# SOURCE DATA
------------------------------------------------------------------------
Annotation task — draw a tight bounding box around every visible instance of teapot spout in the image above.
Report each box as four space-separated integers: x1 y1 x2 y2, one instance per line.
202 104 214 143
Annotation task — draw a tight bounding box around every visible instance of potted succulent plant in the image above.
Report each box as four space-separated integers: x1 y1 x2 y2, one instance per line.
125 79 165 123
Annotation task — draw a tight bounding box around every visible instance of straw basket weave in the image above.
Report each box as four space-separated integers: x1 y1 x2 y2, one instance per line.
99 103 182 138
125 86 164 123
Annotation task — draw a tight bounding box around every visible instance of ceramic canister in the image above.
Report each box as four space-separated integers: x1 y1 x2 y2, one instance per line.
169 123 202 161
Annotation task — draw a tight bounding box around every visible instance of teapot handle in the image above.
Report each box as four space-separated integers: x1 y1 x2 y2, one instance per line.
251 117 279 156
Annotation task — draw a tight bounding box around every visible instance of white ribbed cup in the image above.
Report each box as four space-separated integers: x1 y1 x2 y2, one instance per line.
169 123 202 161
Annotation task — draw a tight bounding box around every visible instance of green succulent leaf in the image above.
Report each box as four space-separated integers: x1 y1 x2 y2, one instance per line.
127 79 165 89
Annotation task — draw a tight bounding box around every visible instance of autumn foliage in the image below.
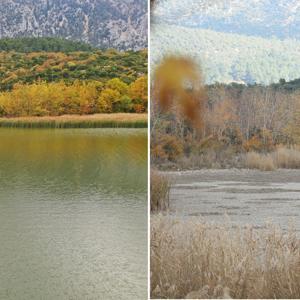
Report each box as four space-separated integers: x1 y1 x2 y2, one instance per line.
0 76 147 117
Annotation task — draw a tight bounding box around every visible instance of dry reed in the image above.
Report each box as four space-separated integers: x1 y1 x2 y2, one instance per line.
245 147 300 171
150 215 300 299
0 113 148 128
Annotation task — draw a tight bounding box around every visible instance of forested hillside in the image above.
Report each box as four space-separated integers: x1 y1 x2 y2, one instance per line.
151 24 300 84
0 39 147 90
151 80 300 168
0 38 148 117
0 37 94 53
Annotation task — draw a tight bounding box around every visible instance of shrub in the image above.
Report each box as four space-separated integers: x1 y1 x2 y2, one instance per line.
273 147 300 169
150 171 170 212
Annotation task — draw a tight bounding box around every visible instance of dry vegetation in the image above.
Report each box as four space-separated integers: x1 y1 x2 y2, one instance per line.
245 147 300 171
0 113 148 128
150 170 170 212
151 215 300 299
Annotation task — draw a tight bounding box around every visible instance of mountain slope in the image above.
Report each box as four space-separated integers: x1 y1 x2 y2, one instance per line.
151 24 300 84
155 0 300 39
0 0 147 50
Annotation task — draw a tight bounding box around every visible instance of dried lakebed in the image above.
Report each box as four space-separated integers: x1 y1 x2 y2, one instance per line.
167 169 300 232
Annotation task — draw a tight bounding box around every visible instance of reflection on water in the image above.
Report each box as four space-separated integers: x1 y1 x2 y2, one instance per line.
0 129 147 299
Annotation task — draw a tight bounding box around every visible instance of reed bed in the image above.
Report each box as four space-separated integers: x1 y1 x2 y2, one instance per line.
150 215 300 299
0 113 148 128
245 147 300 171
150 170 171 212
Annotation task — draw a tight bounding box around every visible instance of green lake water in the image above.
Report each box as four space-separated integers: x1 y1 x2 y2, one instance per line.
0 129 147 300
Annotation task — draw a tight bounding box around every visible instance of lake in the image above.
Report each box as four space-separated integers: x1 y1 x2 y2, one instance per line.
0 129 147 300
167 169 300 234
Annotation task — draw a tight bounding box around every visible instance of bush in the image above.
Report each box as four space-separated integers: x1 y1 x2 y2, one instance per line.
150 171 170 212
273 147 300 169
------------------------------------------------------------------------
# OBJECTIVE
Shift every bounding-box coordinate by adding 40 to it in the entries from the line with "shrub in the image above." to the line with "0 129 147 299", both lines included. Write out all of those lines again, with the requests left unchanged.

# RESPONSE
Annotation task — draw a tight bounding box around every visible instance of shrub in the image above.
Report each box as four space-separated integers: x1 y1 x2 y2, one instance per line.
313 187 340 209
190 211 210 252
Annotation task — draw a tight bounding box around every visible instance of dry vegetation in the image above.
Report each box as four space-separated integers: x1 y1 x2 y2, one instance per line.
285 187 340 211
40 153 188 168
190 210 210 252
191 255 340 339
Annotation task — draw a tight bounding box around every visible instance of mountain slope in the image above.
Report each box as four space-separated integers: x1 y1 x2 y2, one instance per line.
191 64 340 124
195 40 340 79
40 40 187 90
Annotation task — draw a tight bounding box around every visible instance of dried lakebed in the image above.
Report each box as four space-separated integers: x1 y1 x2 y2, one instance per line.
207 209 340 272
Annotation task — draw a tight bounding box around every visible instance of reflection on water in the image above.
Report each box as four space-separated integers: x1 y1 x2 y2, one instance per line.
40 169 187 339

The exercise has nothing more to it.